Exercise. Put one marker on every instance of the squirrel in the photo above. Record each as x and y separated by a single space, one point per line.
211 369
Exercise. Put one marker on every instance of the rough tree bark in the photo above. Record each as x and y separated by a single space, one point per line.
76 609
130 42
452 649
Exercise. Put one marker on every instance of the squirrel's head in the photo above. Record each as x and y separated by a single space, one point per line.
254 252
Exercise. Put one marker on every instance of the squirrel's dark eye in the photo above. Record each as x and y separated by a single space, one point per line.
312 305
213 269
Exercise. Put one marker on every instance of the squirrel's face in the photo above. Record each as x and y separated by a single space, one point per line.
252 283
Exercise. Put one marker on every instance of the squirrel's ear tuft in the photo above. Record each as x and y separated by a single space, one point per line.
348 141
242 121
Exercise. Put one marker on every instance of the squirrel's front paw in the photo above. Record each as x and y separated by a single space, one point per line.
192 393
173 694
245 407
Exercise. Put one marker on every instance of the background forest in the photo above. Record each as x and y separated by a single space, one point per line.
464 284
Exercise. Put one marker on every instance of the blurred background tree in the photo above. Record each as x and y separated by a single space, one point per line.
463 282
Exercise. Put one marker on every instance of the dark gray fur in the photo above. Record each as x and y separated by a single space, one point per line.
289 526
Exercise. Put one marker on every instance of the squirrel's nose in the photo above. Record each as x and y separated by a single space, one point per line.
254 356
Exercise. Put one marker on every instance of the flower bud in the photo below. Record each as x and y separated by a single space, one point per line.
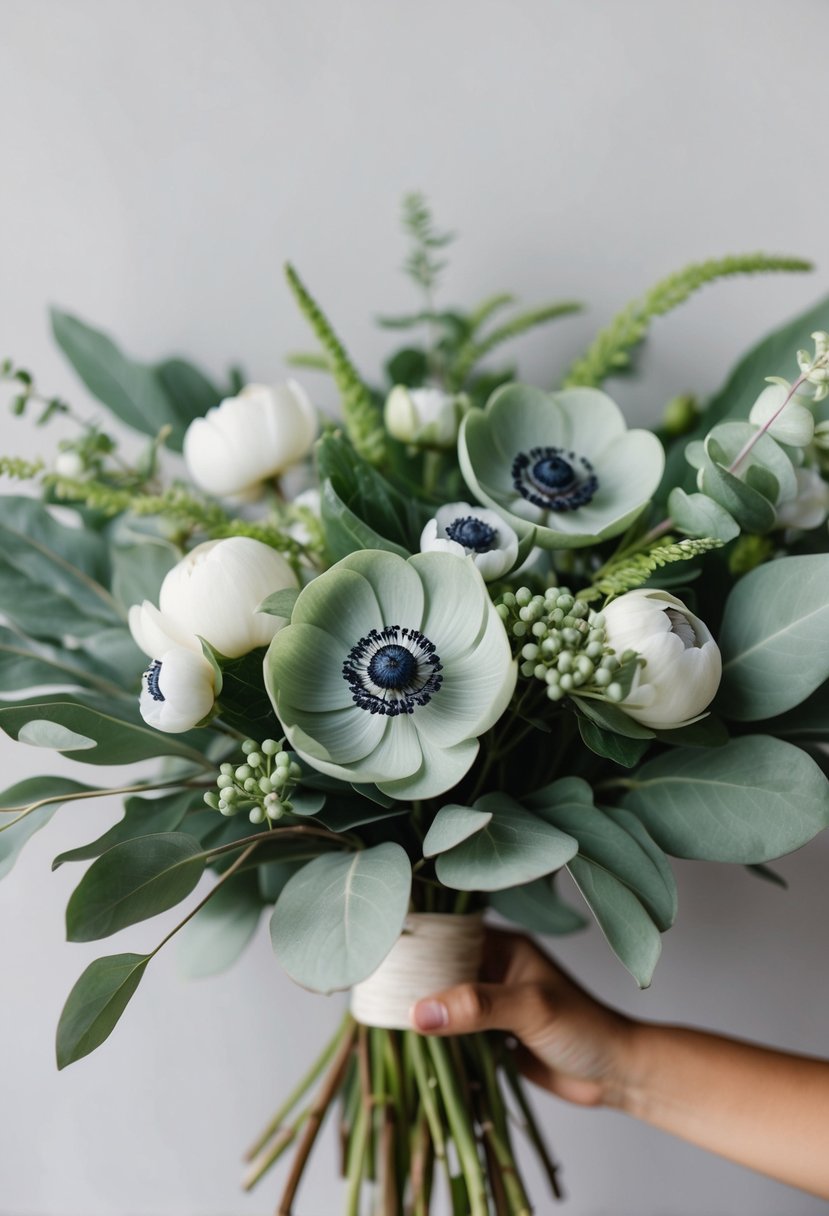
249 438
428 417
178 691
682 666
214 594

---+---

▸ **Assigned task**
Could you set down the records above word for word, without any of the pictures?

▸ **Exercise output**
Exercise. Put one marker on every instance of the squirrel in the photo above. Record each as x and y separated by a single space, one point per line.
211 369
Exercise. Put one marker on every instance of the rough tree bark in the photo above. Record each as x and y separated by a single space, one point per line.
76 609
130 42
452 649
Exercise. Put one marker on every instance of the squirrel's head in the photo above. Record each as x and y separated by a single space, one point per line.
254 252
Exercise. Put one marker on every instance of the squirrel's dark eye in the photo above. Record each as x and y separated by a single space, one point per line.
312 305
213 269
Exercise. Put one marker on every instance of the squirrel's face in the photo above. Record each as x and y separated by a single space, one point per line.
252 283
Exercise. Put one marker on every instance of the squirrel's ear tuft in the photo above. Record each as x and y separated by a single space, one point per line.
348 141
242 121
Exercise. Put one marker on every instance of the squirrel's front paw in the photo above. Record each as x and y separated by a single space, one point per line.
192 393
173 694
245 407
Exercise. Put one marker on every instance of the background forest in the photo above. Record each as x and y separated by a single space, one point per line.
464 284
Exercise. Put one marker on every instance of the blurred background tree in the photo above. Record each as x and y separated by a single space, one point per line.
463 282
Exercise. Put one marker on every instance of the dark gray fur in the photo above. Record each as x and y separated by a single space, one point per line.
289 526
Exercise. Put one marker on every instance of the squirrel's nose in the photo above. Record each as x and y separated by a single space, one point per line.
254 356
Exercise. Put one marker on every instance of the flower bud in the photo below. Record each as x and y separated by a single space, one point per line.
249 438
428 417
178 691
682 666
214 594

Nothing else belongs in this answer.